### ACTIVITY
Take the line with "Exercise. Mark the white wall" and every line after it in the data. Transcribe them exactly, through the last.

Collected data
------------------------------------------------------------------------

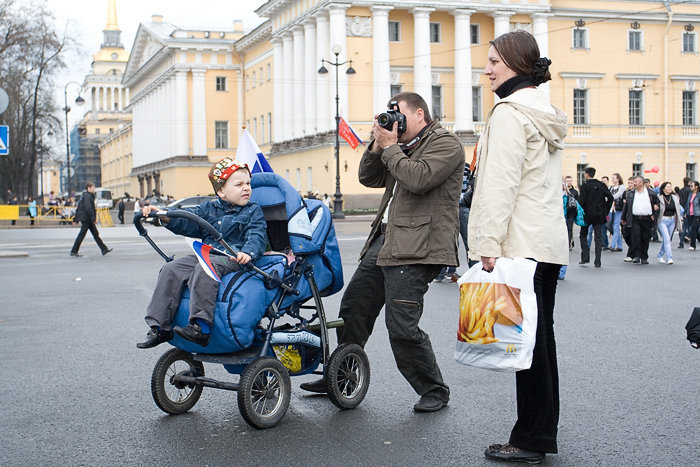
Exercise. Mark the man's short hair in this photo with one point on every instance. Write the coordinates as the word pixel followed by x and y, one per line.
pixel 414 102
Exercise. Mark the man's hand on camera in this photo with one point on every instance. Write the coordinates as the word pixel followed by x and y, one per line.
pixel 384 138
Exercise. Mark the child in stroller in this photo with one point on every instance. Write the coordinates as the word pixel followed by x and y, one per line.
pixel 242 225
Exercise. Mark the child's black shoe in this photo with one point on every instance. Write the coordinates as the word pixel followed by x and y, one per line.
pixel 193 333
pixel 155 337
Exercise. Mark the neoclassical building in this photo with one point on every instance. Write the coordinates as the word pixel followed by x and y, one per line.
pixel 625 72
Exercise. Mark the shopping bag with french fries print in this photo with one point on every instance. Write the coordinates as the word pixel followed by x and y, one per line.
pixel 497 316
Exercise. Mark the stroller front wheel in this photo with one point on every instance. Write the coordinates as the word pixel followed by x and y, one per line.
pixel 347 376
pixel 264 392
pixel 169 395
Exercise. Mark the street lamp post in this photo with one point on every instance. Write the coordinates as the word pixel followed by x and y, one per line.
pixel 78 101
pixel 338 201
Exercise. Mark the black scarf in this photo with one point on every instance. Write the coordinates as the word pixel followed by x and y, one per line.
pixel 513 84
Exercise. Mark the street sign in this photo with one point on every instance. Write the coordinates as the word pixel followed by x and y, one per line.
pixel 4 140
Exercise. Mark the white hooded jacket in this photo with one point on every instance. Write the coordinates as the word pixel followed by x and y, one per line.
pixel 517 204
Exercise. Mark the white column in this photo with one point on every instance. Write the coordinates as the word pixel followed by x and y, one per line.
pixel 381 73
pixel 422 81
pixel 288 98
pixel 277 91
pixel 297 115
pixel 336 14
pixel 310 77
pixel 501 22
pixel 323 99
pixel 463 71
pixel 540 29
pixel 181 123
pixel 199 114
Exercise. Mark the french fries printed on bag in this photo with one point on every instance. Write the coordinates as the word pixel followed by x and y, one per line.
pixel 482 305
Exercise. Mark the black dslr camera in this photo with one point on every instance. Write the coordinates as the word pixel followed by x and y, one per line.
pixel 386 120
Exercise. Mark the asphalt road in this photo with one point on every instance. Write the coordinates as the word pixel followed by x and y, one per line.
pixel 76 391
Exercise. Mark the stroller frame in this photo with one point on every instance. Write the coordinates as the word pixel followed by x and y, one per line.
pixel 264 388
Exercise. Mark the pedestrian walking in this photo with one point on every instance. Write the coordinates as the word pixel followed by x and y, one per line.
pixel 618 191
pixel 86 214
pixel 517 205
pixel 596 200
pixel 668 221
pixel 120 212
pixel 571 209
pixel 639 213
pixel 413 235
pixel 693 210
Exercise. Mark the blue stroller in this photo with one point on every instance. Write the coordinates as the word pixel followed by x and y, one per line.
pixel 245 337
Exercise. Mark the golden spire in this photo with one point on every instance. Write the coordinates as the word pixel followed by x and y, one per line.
pixel 112 16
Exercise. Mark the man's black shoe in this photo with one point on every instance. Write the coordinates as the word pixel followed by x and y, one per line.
pixel 429 403
pixel 508 453
pixel 155 337
pixel 318 386
pixel 193 333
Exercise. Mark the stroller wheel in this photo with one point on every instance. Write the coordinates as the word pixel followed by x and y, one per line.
pixel 170 396
pixel 264 392
pixel 347 376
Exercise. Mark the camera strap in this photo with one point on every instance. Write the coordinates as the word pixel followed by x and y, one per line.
pixel 408 146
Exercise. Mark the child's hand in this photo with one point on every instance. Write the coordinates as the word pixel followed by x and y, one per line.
pixel 242 258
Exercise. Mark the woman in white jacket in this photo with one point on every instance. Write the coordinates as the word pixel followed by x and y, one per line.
pixel 517 211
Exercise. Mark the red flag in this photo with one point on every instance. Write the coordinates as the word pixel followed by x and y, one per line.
pixel 347 133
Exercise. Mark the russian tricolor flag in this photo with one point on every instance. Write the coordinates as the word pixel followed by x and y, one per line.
pixel 348 134
pixel 249 153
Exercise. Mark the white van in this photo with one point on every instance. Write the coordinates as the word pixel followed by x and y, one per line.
pixel 103 198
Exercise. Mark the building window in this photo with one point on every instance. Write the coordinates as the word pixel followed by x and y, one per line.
pixel 476 103
pixel 262 128
pixel 269 126
pixel 394 31
pixel 690 108
pixel 580 38
pixel 221 83
pixel 638 169
pixel 689 42
pixel 580 106
pixel 437 103
pixel 580 172
pixel 634 41
pixel 220 135
pixel 475 34
pixel 635 106
pixel 435 33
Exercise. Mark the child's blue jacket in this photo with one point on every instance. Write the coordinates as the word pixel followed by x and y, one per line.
pixel 242 227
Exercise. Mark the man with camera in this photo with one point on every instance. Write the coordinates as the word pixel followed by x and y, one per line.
pixel 420 166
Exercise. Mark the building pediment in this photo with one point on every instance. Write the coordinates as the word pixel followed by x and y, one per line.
pixel 148 42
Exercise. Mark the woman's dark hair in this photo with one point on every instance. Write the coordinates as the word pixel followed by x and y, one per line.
pixel 520 53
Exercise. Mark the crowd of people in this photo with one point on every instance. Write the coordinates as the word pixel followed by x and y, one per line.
pixel 638 214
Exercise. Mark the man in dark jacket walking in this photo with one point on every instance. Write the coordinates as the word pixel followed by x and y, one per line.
pixel 596 200
pixel 86 214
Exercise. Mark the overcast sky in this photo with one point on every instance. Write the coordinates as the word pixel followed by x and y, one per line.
pixel 86 20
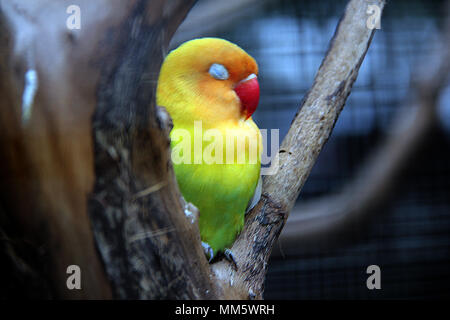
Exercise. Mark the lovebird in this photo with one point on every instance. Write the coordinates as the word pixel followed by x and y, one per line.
pixel 209 87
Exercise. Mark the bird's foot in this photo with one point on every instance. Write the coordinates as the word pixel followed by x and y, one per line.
pixel 209 252
pixel 230 257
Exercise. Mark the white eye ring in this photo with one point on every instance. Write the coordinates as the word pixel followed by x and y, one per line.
pixel 218 71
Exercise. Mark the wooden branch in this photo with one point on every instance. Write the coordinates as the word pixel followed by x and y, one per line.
pixel 94 133
pixel 308 133
pixel 373 185
pixel 149 248
pixel 96 147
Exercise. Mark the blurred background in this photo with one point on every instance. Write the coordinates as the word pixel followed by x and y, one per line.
pixel 382 134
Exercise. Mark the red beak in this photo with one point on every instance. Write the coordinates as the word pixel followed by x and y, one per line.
pixel 248 92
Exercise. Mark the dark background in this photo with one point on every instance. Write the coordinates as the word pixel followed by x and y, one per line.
pixel 410 237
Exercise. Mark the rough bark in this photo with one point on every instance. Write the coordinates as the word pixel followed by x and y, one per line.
pixel 375 183
pixel 306 137
pixel 93 163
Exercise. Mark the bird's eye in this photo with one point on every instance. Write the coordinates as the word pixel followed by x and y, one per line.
pixel 218 71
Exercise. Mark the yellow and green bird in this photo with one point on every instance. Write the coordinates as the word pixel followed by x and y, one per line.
pixel 209 87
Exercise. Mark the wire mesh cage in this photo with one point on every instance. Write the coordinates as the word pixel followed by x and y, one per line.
pixel 409 238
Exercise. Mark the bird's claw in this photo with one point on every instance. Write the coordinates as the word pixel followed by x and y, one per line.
pixel 209 252
pixel 230 257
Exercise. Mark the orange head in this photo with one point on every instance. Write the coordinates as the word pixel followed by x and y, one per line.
pixel 208 79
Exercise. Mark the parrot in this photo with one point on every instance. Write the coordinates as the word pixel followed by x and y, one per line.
pixel 214 82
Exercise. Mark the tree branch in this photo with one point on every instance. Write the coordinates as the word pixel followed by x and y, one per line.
pixel 374 184
pixel 309 131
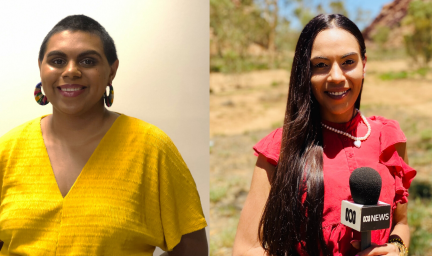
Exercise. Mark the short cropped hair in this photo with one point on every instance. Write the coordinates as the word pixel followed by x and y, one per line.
pixel 86 24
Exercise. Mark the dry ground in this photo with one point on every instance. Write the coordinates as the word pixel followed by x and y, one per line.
pixel 246 107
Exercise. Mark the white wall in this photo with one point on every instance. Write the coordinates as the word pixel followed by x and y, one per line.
pixel 163 77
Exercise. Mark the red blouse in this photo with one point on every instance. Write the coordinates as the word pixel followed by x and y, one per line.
pixel 341 158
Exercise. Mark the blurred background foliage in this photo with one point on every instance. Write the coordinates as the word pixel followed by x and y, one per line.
pixel 248 35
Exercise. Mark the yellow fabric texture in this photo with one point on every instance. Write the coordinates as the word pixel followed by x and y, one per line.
pixel 134 193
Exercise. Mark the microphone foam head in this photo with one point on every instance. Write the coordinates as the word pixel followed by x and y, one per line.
pixel 365 186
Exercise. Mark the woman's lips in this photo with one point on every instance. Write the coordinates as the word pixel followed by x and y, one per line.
pixel 71 90
pixel 337 95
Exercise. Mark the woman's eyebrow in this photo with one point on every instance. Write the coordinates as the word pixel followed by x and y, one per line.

------------------------------------------------------------------------

### ANSWER
Exercise. Mark the white wall in this photo with one point on every instance. Write the coordinates as the word pixel followed by x and y, one per line.
pixel 163 77
Exercise. Mark the red blouse in this photo with one point on every instance. Write the coordinates as the word pixel followed by x and y, one per line.
pixel 341 158
Exercise. Mark the blurred background foliage in this photo with one point on every instance. Write the coordinates as the word pixel followed by x and y, one per line.
pixel 248 35
Exercise. Mark the yellow fabric texture in this photo with one point on every instance. Write the coordinates as the word pixel followed by x and y, one per line.
pixel 134 193
Exercise. Mark the microphone foam head in this photo with one point on every instance. Write the coordinates as the word pixel followed by x and y, one per line.
pixel 365 186
Exercise. Mark the woman's lips in this photo with one point on every instance. Write the coordinates as the word pixel followed by x and y, one per line.
pixel 71 90
pixel 337 95
Exercise. Mark the woman's eyebrow in this photo with one point on every instance. Write the coordinates as the word pixel followed by x and y, one per line.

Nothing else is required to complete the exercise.